■ Activity list
a) Answer each of these questions from the article on the National Native American Veterans Association, using the same markers.
(i) In what year was the National Native American Veterans Association born?
(ii) What did Berry and Stephanie McCalister create together?
(iii) Who took over the NNAVA chairmanship five years ago?
b) Continue the article on the National Native American Veterans Association, starting after its last sentence.

■ Document text
== == ==

As a result, in 2002, the National Native American Veterans Association (NNAVA) was born.

Berry, an Air Force and Navy veteran, initially served as the group’s chairman. His leadership focused on education and raising awareness among Native vets and tribes about the rights and benefits that all veterans are entitled to; benefits that he believes veterans have “bought and paid for” through their service. He asserts that by accessing VA benefits, Native vets have more opportunities for education and job training, and for improving their quality of life.

Several months later, Berry met Cherokee Air Force Reserve and Army veteran Stephanie McCalister, who shared similar ideas and concerns. Together, they created the organization’s website, which helped the group to grow and expand.

Unfortunately, Berry’s health concerns worsened, and although he is still involved with the group today, James D. “Standing Horse” Cates, MSgt/USAF retired, took over the NNAVA chairmanship five years ago. Cates has continued Berry’s work, but also brings his own perspectives to the group.

According to Cates, outreach to American Indian communities continues to be a critical concern. “We need to participate in powwows, take part in cultural events, and engage Native veterans and elders in the process in order to develop the cultural understanding that is needed for helping native veterans successfully address their health care concerns,” he says. “But cultural education of the military is also needed. The military must demonstrate respect and understanding for the specific values of Indian veterans,” he adds.

Cates contends that Native veterans, both men and women, deserve the chance to talk to someone who understands what they are going through. “Diversity training programs aimed at increasing military staff members’ understanding of their patients’ cultural needs must be set in place by Native Americans who possess that cultural knowledge.” He believes this is particularly true when it comes to PTSD.

“Advocacy must include the veteran’s spouse and family as well, since the veteran is not the only one going through the trauma. Helping the spouse deal with the problem helps the veteran heal in the long run,” he says.

Cates recalls the case of one disabled Navajo veteran who needed advocacy after a higher-ranked officer took a medicine bag from him and emptied its contents, suspecting him of carrying an illegal substance. Another veteran, who had been injured twice in explosions in Iraq, was visiting with his wife while recovering in a VA hospital when a sergeant referred to the man’s wife as “a pretty little squaw.”

== == ==

■ Record extracts

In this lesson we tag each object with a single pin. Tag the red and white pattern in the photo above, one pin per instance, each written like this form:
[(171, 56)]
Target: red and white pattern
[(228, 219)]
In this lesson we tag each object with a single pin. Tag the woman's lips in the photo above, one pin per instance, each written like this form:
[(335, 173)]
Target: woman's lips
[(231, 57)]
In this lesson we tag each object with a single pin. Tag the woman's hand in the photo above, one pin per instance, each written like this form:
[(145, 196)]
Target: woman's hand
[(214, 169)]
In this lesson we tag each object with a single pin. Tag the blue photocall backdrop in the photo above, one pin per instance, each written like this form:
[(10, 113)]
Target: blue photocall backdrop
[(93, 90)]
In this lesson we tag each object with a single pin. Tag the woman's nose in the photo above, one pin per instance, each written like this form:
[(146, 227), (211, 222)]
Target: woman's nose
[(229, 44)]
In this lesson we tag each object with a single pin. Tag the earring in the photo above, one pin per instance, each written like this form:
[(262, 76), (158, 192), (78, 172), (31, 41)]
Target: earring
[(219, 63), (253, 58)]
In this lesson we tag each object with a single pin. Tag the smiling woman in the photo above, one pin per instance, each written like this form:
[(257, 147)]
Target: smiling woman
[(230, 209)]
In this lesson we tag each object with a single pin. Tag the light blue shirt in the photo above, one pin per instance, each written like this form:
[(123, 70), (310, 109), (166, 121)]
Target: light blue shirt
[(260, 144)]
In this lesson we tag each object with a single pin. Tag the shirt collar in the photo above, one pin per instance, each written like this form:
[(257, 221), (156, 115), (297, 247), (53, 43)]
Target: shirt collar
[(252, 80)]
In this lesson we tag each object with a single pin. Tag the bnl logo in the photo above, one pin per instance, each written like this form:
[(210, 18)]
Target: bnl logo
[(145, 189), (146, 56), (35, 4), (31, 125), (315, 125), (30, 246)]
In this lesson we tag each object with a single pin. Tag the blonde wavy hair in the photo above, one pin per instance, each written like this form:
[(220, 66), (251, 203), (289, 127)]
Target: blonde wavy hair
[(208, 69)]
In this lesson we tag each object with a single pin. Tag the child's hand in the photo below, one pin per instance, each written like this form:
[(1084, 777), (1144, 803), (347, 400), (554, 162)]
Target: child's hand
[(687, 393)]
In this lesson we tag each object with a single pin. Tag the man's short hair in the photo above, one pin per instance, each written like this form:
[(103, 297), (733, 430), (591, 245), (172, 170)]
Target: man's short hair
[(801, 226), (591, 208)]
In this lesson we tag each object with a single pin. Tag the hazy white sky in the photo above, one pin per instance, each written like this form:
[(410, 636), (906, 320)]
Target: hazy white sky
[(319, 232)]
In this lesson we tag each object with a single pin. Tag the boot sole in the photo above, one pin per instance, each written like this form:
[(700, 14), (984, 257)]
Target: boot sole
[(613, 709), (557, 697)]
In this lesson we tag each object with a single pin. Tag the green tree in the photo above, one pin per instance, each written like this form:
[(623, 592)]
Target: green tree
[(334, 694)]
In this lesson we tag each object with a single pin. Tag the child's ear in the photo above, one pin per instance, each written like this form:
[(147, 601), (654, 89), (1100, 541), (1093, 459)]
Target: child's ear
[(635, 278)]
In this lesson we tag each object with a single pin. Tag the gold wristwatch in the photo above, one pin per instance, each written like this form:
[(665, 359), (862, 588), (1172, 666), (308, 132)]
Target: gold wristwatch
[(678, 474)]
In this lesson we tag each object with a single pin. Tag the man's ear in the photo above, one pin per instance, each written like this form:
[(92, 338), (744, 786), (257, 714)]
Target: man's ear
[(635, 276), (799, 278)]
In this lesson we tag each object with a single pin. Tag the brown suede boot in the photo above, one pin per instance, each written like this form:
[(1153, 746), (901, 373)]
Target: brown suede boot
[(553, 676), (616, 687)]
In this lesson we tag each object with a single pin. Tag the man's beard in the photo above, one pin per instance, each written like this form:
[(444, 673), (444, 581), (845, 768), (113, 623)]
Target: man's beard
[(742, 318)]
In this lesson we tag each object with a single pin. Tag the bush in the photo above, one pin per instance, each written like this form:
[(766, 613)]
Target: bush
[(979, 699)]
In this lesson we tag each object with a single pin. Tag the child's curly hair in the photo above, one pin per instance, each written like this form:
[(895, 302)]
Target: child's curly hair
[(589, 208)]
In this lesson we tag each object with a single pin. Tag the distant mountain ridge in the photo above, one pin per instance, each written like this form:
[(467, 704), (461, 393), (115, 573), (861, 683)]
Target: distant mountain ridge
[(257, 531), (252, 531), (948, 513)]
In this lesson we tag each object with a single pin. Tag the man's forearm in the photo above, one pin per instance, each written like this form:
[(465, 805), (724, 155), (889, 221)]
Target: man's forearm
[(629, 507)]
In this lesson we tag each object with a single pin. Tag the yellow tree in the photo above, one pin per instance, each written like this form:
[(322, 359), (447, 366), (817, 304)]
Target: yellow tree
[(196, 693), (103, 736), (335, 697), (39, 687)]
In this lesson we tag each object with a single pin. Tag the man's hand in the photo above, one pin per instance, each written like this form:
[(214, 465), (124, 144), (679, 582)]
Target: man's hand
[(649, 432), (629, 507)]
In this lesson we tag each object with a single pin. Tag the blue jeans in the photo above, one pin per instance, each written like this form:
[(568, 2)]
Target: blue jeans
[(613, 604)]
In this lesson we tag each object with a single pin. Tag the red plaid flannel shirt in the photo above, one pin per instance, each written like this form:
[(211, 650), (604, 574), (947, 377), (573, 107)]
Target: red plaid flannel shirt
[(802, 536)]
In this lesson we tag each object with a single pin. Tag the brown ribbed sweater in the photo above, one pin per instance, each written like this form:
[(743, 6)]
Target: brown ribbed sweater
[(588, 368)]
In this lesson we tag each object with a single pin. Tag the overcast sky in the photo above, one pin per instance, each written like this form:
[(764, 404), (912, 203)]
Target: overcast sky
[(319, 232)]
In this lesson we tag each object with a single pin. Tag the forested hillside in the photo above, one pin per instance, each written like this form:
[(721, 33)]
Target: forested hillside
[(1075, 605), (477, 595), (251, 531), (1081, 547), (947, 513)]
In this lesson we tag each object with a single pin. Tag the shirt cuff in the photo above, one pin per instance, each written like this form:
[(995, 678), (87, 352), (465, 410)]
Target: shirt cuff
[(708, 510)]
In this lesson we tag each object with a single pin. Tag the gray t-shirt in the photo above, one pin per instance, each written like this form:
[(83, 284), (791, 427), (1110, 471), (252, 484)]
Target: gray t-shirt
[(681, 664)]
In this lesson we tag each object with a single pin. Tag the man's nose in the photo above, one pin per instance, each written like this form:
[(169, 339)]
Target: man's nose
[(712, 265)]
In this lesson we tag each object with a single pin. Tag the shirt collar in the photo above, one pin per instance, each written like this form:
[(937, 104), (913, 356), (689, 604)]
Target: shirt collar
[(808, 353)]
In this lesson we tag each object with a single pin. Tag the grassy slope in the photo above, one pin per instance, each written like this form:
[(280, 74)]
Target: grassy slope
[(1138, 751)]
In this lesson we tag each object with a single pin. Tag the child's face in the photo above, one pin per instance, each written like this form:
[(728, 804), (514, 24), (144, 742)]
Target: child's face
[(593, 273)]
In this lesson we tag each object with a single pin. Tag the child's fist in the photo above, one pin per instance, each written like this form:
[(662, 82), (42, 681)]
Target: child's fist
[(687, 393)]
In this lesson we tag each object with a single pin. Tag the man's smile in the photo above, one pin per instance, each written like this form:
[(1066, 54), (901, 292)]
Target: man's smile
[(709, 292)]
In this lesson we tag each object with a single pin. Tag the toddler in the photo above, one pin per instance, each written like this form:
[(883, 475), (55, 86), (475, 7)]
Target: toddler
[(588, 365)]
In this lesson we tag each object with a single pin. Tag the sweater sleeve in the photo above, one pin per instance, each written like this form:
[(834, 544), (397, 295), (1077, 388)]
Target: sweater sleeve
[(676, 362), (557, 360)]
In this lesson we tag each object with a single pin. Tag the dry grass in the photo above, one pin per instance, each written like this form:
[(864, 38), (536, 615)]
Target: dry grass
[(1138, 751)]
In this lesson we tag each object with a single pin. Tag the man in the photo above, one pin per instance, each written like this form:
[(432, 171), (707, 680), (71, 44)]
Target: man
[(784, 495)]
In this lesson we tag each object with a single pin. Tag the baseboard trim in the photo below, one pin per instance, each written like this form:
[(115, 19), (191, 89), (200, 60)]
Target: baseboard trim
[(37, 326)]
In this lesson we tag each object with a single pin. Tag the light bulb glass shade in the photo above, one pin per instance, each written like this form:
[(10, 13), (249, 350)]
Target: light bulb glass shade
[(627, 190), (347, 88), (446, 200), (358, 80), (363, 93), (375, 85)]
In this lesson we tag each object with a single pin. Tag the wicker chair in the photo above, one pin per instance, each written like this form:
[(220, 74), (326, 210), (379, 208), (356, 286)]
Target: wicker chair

== == ==

■ Answers for the tasks
a)
(i) 2002
(ii) The organization's website
(iii) James D. "Standing Horse" Cates, MSgt/USAF retired

b)
“Although today we all should know how inappropriate stereotypes are, when it comes to Indians, they are still commonplace in the military. It is not unusual to hear terms like ‘Chief,’ ‘Tonto,’ and ‘Kemo Sabe’ used to address Native soldiers and veterans. More needs to be done on military bases, hospitals, and training facilities to raise sensitivity and cultural awareness,” Cates points out.

Cates also wants to advocate for veterans who have fallen between the cracks because they don’t know or understand the VA system, and they have little or no access to tribal resources. “These veterans don’t get the help they need because for one reason or another, they don’t qualify for tribal benefits. There are many veterans who have Indian heritage but don’t meet requirements for tribal enrollment. Our organization welcomes these veterans as members.”

The NNAVA website is designed to help introduce veterans to available services and contains links to federal, state, tribal, and private service organizations. Membership applications are also available online. Right now, the organization is primarily funded through membership dues and small donations, yet they have members in more than 20 states, representing more than 15 federally recognized tribes.

Perhaps Berry summed it up best when he said, “In traditional Native American culture, health and healing begin first in the spirit, then the mind, then in the body,” he explains. “In the Western model of health care, it’s an opposite paradigm—health and disease begin first in the body, then in the mind, last in the spirit.”